PROMPT 1: Transcribe the article on Robert M. Hupp word for word, starting at "When blond, chin-bearded" and ending after "arts supporters reside.".

####################

When blond, chin-bearded Robert M. Hupp, the new artistic director at Syracuse Stage, arrived in town he had to make some quick decisions about where to live. He says that one of the attractive features of the 44-year-old theater is its connection to a major university, but he did not elect to live near campus. Neither did he choose a leafy suburb, where many arts supporters reside.
Instead, in what looks like an attempt to slice through the curtain separating gown from town, Hupp and his wife, Clea Elaine Bunch, a Middle Eastern historian, opted for a downtown apartment on Warren Street. In what spare time Hupp can muster he wants to study local history at the nearby Onondaga Historical Association.
Some of those lessons in learning come from independent study. In the warm weeks of summer’s end, before the company ramped up for the new season, Hupp made forays into the local scene, showing up almost anonymously at cultural events, scoping out the crowds. Bob and Clea could be found amid the 1,000-plus crowd at the closing concert of the Skaneateles Festival in the Robinson Pavilion on Anyela’s Winery.
Hupp says his previous professional address, Arkansas Repertory Theatre, locally known in Little Rock, Ark., as “The Rep,” was “the biggest cultural attraction for hundreds of miles around.” He knew upon arrival that Syracuse Stage faces more competition for audiences and supportive donations.
After 17 years as the head of Arkansas Rep, the state’s largest arts organization, Hupp has plenty to say about achieving his artistic standards and presenting a rich array of theatrical offerings. Yet he is most passionate about the uniqueness of live theater.
“We crave communal experience, because we are often so isolated,” Hupp says. This is how the theater retains its vitality in a world of intense distractions. He puts the lure of storytelling first: “Theater is performance art with storytelling at its center.”
In an hour’s conversation, Hupp returns to the word “community” again and again in different contexts. While in Arkansas he reached out to small communities beyond the city, allowing some audiences to see professionally produced drama for the first time. Hupp says, “Artistic leadership means bringing the creative voice of the theater to the community. My philosophy of theater is tied to the idea that we have the rare opportunity to create important communal experiences for our audiences.”
Hupp’s views appear to be in harmony with the directions of Syracuse Stage. At one time “community” meant any opening night gala for a core of regular subscribers, many of them people associated with Syracuse University. Under the regime of previous artistic director Timothy Bond, quite different theatergoers were invited for dinner in the Sutton Pavilion on opening night. Audiences were chosen for their presumed connection with whatever show happened to be running, such as church groups for Lucas Hnath’s The Christians in April.

####################

PROMPT 2: How many lines of the listing below contain the string "foliage"? Give only the number.

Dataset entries
####################

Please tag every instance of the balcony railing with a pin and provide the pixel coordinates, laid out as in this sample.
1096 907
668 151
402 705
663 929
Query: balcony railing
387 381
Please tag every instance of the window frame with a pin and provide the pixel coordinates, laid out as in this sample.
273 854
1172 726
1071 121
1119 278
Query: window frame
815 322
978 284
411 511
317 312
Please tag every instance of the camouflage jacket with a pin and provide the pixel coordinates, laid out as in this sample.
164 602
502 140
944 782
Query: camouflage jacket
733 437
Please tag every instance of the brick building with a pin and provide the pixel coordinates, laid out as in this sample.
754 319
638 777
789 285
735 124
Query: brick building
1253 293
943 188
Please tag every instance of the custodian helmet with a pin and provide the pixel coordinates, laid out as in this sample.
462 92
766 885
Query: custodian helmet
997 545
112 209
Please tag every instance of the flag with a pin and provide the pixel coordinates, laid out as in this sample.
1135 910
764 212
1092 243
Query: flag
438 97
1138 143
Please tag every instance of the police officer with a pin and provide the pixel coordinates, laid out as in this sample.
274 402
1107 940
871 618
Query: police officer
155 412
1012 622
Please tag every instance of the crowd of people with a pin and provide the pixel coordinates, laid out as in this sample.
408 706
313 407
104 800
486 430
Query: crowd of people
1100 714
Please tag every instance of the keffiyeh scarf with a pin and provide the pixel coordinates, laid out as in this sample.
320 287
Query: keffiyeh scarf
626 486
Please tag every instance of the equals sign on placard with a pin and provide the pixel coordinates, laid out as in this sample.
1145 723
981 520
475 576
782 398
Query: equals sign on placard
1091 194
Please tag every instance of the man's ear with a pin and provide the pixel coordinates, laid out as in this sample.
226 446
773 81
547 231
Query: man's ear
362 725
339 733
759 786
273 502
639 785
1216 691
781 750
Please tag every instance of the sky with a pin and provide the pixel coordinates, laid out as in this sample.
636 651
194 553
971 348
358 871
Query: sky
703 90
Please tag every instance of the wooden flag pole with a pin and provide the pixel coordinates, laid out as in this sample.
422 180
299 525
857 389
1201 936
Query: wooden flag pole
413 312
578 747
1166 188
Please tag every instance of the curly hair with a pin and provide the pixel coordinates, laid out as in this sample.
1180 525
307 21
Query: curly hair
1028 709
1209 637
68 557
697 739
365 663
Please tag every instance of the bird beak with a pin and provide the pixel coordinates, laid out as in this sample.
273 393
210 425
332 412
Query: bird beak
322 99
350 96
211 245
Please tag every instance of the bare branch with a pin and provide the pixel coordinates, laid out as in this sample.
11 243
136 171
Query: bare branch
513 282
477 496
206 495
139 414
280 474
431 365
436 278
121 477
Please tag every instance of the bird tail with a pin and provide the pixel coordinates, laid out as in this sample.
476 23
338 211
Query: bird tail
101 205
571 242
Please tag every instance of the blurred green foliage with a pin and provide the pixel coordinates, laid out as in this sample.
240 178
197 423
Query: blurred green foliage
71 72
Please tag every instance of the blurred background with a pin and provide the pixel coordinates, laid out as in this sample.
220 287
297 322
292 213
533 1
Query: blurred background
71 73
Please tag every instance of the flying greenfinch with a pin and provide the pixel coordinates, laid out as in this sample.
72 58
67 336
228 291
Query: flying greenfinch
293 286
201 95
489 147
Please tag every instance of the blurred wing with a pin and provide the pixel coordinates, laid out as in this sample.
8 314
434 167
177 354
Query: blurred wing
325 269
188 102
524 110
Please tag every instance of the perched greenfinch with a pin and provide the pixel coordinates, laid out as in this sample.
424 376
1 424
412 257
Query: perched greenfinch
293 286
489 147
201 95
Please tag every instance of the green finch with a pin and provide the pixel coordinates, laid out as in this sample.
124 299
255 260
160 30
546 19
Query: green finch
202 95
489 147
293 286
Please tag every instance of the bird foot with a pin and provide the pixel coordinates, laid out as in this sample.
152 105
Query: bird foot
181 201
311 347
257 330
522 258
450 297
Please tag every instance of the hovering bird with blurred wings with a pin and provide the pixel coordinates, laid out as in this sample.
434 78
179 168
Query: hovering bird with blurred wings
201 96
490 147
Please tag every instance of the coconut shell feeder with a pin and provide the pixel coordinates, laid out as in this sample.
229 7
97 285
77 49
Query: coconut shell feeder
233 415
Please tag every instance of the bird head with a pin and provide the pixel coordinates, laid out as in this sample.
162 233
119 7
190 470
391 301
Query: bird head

####################

CORRECT RESULT 1:
When blond, chin-bearded Robert M. Hupp, the new artistic director at Syracuse Stage, arrived in town he had to make some quick decisions about where to live. He says that one of the attractive features of the 44-year-old theater is its connection to a major university, but he did not elect to live near campus. Neither did he choose a leafy suburb, where many arts supporters reside.

CORRECT RESULT 2: 2